● Exercise task
Please pick out every line in the listing below that contains the word "tail", and copy each one.

[Excerpts from location labeling data]
---+---
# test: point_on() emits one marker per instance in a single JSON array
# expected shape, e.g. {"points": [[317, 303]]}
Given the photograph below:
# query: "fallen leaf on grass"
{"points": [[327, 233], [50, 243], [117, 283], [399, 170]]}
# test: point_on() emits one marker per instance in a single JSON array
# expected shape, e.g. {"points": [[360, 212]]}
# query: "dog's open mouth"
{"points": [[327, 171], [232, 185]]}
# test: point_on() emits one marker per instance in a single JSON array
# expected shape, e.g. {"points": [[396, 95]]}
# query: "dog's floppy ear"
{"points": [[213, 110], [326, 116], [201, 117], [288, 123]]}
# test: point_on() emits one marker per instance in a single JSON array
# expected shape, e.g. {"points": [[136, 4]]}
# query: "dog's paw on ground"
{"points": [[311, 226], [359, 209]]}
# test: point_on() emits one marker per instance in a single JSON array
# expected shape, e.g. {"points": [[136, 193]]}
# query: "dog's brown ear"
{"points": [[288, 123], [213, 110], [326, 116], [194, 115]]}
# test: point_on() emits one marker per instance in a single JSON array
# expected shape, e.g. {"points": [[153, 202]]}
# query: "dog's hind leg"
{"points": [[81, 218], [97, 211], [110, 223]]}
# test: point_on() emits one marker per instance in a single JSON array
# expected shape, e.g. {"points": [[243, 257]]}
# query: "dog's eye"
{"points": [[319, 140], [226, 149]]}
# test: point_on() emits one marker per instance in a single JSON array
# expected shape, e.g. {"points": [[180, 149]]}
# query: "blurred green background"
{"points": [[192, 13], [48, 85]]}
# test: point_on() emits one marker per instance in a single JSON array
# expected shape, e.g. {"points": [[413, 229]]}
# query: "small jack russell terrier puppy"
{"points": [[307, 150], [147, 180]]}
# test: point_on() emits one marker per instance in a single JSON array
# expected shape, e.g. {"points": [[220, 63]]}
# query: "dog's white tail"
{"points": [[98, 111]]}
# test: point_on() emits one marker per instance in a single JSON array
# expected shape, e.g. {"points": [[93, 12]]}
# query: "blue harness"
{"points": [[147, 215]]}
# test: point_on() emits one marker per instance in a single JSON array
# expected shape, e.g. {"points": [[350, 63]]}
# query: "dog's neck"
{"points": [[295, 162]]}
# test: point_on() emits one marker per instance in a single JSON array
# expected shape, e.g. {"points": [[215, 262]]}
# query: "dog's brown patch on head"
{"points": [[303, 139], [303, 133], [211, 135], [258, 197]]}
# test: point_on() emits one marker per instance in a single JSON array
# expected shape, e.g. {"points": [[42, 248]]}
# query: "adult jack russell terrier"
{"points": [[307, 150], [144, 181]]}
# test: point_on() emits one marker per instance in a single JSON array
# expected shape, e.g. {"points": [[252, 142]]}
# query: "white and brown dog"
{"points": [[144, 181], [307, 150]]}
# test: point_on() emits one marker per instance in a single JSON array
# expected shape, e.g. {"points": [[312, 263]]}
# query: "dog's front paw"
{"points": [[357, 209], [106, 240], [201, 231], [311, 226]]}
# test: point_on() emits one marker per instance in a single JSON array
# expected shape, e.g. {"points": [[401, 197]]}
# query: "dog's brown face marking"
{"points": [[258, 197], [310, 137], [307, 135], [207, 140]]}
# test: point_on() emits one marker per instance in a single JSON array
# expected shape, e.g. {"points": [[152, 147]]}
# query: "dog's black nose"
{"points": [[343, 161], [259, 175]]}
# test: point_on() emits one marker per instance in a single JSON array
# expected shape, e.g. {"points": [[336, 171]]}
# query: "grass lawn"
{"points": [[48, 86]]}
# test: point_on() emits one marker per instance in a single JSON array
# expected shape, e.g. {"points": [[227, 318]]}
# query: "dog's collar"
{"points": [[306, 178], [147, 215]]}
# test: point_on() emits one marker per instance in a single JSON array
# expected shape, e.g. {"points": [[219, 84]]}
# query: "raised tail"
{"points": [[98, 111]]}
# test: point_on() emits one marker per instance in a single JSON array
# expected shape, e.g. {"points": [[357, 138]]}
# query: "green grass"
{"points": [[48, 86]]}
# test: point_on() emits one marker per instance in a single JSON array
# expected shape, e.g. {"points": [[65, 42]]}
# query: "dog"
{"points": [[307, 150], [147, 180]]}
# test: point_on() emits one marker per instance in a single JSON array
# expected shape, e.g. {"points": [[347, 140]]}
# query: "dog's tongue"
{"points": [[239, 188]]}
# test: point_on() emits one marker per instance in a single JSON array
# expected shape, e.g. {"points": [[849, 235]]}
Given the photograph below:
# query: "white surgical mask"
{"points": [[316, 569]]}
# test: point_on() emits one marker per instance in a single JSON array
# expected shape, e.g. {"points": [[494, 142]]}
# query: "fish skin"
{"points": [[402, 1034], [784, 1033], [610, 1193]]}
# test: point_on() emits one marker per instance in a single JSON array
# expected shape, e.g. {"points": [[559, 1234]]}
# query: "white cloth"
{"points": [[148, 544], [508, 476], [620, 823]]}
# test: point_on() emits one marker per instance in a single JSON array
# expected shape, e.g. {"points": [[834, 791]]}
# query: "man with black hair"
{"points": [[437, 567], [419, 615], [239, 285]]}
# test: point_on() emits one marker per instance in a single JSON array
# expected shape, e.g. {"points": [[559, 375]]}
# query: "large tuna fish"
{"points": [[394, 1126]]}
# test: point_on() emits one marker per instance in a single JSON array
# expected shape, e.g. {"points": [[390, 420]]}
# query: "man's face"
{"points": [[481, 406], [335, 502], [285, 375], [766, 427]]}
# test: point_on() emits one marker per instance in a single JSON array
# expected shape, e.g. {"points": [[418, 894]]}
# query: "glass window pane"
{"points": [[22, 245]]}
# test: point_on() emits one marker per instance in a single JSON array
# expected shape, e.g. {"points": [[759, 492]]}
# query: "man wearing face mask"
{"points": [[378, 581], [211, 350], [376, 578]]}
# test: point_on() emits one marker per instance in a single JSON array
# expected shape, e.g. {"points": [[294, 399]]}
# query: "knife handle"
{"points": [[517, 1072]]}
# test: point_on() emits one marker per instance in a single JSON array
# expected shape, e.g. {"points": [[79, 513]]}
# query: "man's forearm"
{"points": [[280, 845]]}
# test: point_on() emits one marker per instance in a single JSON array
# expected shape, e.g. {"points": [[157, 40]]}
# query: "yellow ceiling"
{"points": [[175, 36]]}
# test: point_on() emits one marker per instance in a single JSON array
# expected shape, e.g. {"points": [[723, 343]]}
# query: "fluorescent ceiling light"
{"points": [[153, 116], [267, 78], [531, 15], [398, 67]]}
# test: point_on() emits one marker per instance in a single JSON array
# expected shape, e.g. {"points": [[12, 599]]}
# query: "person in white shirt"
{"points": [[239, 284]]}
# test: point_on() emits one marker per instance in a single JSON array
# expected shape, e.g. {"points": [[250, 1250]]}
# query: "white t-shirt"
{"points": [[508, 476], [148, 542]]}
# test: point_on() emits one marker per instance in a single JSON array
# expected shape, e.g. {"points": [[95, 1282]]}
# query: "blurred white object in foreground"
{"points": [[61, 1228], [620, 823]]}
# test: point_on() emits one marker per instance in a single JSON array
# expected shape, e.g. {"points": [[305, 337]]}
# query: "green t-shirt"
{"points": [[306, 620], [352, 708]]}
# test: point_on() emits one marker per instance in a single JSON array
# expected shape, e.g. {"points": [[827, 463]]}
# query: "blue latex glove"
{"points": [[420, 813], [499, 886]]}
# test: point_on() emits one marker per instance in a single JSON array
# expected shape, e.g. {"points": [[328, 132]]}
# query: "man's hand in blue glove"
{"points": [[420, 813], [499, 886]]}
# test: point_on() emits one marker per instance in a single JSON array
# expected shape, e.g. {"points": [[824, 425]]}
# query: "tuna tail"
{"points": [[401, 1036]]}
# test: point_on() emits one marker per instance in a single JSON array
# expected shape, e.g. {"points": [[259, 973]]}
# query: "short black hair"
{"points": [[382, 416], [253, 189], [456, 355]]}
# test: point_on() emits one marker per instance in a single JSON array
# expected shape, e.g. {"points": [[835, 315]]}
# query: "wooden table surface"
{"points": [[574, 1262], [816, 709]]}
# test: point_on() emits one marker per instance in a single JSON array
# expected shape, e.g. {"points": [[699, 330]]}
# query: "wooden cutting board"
---+---
● Complete answer
# query: "dog's white tail"
# query: "raised tail"
# query: "tuna tail"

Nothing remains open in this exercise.